#### Problem description:
Collect every line in the records below that contains the string "tree". Treat uppercase and lowercase letters as distinct.

== == ==

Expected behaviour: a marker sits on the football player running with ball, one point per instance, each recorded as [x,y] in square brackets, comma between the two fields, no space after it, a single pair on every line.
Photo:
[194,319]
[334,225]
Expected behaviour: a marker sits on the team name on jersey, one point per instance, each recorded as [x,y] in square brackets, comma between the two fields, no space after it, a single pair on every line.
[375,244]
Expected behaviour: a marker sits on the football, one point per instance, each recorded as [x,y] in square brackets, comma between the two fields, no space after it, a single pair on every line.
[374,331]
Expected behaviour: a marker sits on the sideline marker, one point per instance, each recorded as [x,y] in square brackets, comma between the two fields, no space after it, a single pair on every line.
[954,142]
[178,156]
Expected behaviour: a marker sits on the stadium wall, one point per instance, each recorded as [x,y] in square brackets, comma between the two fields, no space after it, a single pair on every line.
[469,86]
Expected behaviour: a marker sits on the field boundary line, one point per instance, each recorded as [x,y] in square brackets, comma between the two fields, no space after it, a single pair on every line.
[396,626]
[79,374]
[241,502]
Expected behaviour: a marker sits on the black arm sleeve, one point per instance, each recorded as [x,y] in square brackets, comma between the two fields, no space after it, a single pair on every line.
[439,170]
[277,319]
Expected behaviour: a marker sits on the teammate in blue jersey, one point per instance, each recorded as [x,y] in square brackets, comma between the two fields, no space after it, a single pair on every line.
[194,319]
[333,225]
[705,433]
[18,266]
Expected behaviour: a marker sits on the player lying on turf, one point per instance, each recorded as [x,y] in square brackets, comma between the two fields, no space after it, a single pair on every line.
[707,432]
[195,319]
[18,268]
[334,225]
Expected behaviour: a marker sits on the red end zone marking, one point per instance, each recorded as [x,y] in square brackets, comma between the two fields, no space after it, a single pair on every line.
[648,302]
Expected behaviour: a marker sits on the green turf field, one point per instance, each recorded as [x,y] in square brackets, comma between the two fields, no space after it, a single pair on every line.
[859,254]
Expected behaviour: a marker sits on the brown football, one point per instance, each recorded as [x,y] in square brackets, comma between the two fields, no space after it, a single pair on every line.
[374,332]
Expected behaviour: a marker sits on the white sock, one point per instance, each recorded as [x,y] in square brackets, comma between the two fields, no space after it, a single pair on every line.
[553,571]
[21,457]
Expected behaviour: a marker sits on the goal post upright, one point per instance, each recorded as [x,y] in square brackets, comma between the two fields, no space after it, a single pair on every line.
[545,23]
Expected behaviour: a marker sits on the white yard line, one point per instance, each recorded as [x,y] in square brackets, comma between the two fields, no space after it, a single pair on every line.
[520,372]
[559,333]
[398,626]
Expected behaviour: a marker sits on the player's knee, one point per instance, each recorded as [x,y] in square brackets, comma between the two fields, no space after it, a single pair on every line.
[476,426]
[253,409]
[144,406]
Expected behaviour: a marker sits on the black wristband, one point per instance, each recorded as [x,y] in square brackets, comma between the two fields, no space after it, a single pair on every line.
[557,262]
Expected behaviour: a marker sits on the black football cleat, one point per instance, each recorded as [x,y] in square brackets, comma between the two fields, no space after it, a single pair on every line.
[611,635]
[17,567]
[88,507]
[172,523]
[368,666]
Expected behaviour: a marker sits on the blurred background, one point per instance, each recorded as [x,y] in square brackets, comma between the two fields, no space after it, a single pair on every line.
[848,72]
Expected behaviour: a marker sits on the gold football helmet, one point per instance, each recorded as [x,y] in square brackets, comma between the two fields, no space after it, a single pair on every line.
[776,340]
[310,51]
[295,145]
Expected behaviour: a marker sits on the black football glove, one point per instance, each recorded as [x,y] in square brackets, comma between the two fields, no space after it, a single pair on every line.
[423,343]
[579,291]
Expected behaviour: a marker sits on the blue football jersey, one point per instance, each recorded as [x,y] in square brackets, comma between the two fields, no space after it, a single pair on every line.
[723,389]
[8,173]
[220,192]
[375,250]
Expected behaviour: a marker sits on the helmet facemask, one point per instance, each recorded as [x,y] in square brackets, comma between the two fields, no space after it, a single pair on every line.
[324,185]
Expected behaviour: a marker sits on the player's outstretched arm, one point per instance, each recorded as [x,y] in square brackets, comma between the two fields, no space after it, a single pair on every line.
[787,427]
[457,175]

== == ==

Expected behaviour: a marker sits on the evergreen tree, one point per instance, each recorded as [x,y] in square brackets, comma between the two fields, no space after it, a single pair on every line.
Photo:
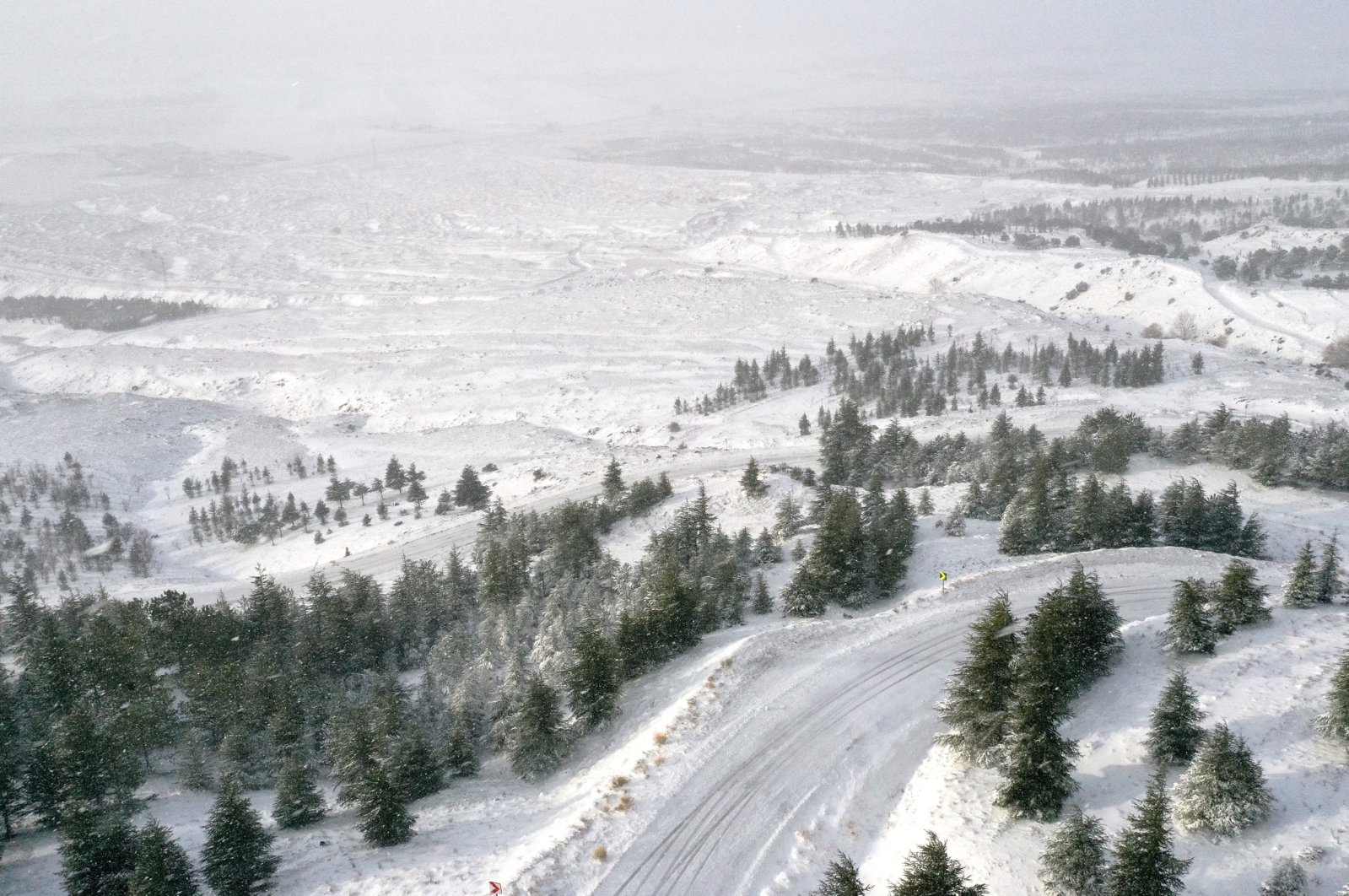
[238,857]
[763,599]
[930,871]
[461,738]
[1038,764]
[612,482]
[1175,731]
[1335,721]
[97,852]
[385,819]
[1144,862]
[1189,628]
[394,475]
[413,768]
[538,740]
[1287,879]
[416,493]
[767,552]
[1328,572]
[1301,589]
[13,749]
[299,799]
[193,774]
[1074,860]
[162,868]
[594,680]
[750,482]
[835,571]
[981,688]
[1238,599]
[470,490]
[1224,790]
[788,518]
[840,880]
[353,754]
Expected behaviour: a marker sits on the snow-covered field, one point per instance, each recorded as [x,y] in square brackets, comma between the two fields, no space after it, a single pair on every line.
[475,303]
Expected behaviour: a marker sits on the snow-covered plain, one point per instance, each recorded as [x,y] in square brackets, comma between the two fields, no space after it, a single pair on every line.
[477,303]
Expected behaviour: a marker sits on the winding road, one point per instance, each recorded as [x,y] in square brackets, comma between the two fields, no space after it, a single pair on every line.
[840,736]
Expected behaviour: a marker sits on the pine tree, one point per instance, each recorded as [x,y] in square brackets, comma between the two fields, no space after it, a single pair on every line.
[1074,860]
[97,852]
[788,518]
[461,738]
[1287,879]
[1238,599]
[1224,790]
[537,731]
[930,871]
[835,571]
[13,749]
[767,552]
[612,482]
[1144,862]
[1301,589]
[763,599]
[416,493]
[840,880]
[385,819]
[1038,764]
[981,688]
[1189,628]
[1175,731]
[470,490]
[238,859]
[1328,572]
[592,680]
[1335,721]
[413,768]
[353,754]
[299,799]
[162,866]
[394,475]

== == ==

#### Answer to this task:
Expected behaviour: a marker sits on the evergreen tree, one point per instance, each recorded as [x,y] in square brackets, comma between the two fields, no space after it, a single pair on every line.
Expected behaviour: a marker sits on the pine tree, one point per instance, each recorded as [x,y] in square brackets, comma between the two fields, no space after it, a single pair on every line.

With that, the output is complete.